-- HOW TO COMPLETE THIS TASK --
With the pictures left out, please return exactly the line holding "<point>1265,109</point>" and each following line until the entries end.

-- SUPPLIED INFORMATION --
*** Block opens ***

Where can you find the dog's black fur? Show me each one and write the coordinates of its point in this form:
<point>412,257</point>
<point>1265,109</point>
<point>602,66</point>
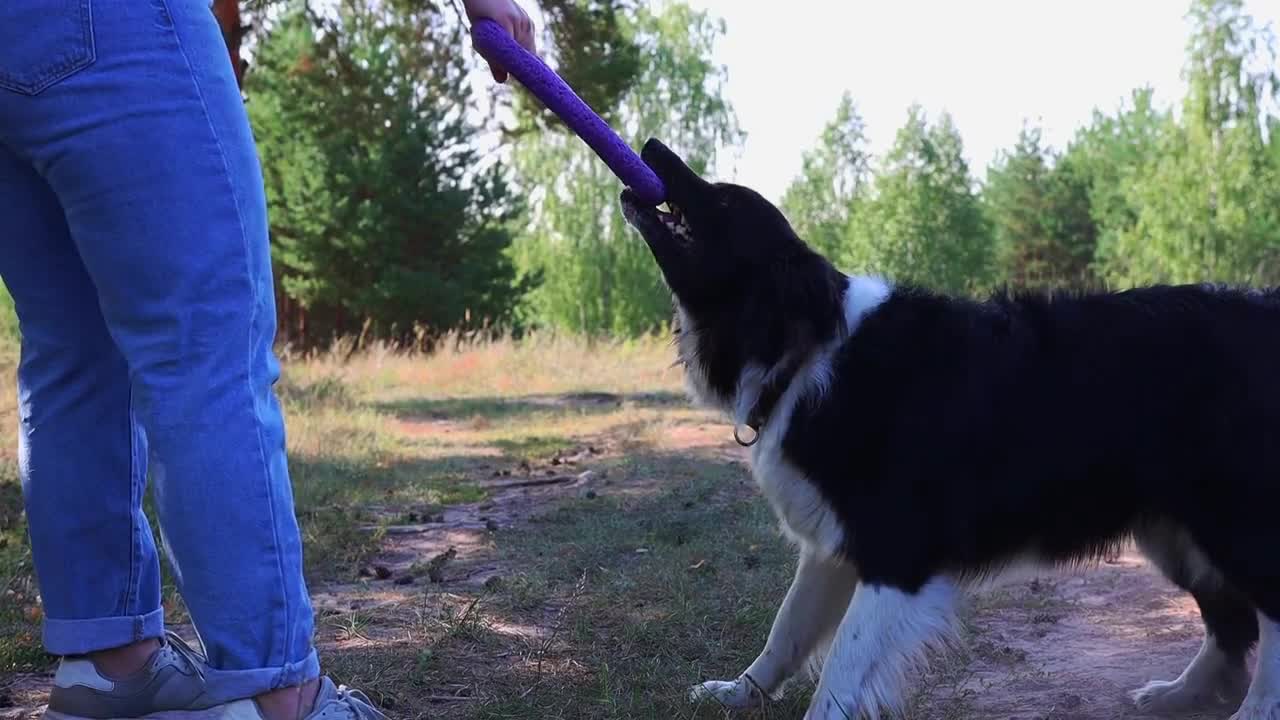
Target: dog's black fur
<point>958,436</point>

*** Block closes ***

-- TASK RESULT --
<point>1265,109</point>
<point>602,66</point>
Target: dog's black fur
<point>958,436</point>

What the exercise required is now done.